**DOCUMENT SEGMENT:**

Prince Fumihito first proposed marriage to Kiko Kawashima on 26 June 1986 while they were both undergraduates at Gakushuin. Three years later, the Imperial Household Council announced the engagement on 12 September 1989 and the engagement ceremony was held on 12 January 1990. No marriage date would be set until the official one-year mourning period ended for Fumihito's grandfather, Emperor Hirohito, who had died in January 1989.

The wedding took place at an exclusive shrine at Tokyo Imperial Palace on 29 June 1990. The Imperial Household Council had previously granted the prince permission to establish a new branch of the imperial family and the Emperor granted him the title Akishino-no-miya (Prince Akishino) on his wedding day. Upon marriage, his bride became Her Imperial Highness The Princess Akishino, known informally as Princess Kiko. As tradition dictates, upon her entry into the imperial family and like other members, she received a personal emblem (o-shirushi (お印)): the blossom of the bristle-pointed beachhead iris Iris setosa (hiougi-ayame, cypress fan iris (檜扇菖蒲)) which blooms in intense shades of dark lavender to blue.

**WORK ORDER:**
Translate this sentence from the passage on Prince Fumihito's marriage into Spanish: "The wedding took place at an exclusive shrine at Tokyo Imperial Palace on 29 June 1990."

**EXTRACTED RECORDS:**
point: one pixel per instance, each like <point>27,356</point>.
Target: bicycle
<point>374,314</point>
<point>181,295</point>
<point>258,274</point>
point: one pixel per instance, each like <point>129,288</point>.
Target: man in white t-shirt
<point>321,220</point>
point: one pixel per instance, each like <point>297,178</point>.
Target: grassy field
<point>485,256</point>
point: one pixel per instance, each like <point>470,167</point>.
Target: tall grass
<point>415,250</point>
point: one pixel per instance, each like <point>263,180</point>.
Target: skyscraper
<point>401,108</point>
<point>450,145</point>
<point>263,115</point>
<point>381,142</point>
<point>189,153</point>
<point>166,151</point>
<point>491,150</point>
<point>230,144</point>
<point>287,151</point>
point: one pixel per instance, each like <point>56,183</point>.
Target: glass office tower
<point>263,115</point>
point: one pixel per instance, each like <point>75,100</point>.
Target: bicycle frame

**RESPONSE:**
La boda tuvo lugar en un santuario exclusivo del Palacio Imperial de Tokio el 29 de junio de 1990.